### Supplied records
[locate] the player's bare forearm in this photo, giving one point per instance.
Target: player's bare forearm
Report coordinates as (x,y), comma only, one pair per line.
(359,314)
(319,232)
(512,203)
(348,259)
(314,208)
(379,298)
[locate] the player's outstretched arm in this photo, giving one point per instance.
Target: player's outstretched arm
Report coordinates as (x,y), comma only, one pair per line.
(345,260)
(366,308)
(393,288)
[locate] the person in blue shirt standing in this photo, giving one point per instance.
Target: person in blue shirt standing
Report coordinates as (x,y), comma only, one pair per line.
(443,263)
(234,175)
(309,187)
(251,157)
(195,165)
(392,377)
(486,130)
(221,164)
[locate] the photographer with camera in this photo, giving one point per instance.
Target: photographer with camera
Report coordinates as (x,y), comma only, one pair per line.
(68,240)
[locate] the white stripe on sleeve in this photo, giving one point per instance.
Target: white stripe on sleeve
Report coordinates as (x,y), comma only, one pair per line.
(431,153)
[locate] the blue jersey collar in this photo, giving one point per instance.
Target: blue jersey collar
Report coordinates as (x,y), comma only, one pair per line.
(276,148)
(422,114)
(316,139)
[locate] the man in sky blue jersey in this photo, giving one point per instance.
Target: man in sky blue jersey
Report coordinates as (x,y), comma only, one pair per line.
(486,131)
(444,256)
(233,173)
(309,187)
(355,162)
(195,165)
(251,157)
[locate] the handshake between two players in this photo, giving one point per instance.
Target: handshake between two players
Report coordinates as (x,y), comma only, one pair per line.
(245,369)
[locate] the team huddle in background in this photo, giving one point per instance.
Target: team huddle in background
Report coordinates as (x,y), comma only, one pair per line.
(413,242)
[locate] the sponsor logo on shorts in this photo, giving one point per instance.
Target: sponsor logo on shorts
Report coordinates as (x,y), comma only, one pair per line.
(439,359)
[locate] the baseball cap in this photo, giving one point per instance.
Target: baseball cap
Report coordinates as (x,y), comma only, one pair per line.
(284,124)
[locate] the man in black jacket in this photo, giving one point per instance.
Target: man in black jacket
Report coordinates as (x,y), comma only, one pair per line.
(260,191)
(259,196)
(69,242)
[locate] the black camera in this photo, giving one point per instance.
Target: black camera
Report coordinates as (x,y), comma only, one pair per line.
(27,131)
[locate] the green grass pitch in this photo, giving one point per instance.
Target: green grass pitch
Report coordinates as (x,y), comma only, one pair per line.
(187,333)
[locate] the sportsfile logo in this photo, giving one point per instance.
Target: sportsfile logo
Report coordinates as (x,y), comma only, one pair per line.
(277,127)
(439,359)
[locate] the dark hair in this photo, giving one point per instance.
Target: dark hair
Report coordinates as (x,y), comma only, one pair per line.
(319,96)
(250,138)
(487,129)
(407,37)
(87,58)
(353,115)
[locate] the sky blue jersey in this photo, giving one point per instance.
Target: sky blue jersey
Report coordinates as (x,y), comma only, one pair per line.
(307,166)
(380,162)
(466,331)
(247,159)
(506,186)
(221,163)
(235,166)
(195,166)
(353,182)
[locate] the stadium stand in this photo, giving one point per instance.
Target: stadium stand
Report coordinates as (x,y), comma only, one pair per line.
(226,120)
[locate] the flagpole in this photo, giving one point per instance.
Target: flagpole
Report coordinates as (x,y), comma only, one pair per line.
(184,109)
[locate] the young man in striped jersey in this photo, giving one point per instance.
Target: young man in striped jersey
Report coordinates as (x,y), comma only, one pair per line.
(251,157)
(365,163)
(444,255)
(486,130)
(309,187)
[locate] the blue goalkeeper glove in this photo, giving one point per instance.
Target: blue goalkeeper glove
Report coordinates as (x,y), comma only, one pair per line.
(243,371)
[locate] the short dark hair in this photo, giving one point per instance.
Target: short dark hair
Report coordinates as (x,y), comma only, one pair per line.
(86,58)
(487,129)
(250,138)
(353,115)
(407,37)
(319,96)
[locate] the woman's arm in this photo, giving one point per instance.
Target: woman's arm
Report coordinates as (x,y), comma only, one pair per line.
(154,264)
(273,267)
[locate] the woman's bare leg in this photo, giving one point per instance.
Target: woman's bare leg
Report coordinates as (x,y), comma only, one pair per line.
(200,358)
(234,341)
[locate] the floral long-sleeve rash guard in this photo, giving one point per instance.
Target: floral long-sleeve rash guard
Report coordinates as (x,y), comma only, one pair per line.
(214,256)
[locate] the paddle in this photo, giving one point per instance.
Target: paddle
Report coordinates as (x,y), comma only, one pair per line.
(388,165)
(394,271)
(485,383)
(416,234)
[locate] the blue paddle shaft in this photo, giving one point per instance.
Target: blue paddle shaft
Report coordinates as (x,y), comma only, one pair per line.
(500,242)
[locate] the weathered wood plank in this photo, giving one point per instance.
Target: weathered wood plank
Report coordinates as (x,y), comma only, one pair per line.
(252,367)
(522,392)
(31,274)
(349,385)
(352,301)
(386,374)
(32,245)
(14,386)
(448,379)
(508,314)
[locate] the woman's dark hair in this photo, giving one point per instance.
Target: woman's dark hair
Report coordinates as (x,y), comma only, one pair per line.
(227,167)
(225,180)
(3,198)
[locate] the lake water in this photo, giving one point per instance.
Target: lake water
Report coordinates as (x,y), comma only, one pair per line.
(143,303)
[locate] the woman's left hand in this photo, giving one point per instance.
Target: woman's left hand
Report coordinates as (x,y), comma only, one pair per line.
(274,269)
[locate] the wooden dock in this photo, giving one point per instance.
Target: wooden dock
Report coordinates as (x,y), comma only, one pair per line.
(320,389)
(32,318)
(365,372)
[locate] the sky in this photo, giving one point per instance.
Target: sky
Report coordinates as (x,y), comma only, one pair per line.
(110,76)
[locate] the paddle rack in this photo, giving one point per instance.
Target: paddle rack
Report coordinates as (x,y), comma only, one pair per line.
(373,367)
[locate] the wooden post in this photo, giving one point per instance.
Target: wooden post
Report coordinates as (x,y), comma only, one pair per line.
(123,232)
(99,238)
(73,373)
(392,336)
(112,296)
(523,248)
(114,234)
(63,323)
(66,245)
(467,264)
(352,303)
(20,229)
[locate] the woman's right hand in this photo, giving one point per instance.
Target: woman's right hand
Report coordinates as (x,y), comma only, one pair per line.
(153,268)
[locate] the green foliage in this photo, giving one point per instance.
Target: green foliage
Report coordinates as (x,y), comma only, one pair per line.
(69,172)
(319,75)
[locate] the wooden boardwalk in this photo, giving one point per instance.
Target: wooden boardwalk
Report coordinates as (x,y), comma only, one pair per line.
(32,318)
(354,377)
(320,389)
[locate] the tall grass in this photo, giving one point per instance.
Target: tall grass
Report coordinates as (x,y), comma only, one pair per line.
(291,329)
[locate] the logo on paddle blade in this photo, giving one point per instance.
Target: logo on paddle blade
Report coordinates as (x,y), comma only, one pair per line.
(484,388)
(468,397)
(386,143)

### To do
Copy every line that contains "jacket" from the listing above.

### Result for this exercise
[locate] the man in black jacket in this photo, giving one point per instance.
Target: man in black jacket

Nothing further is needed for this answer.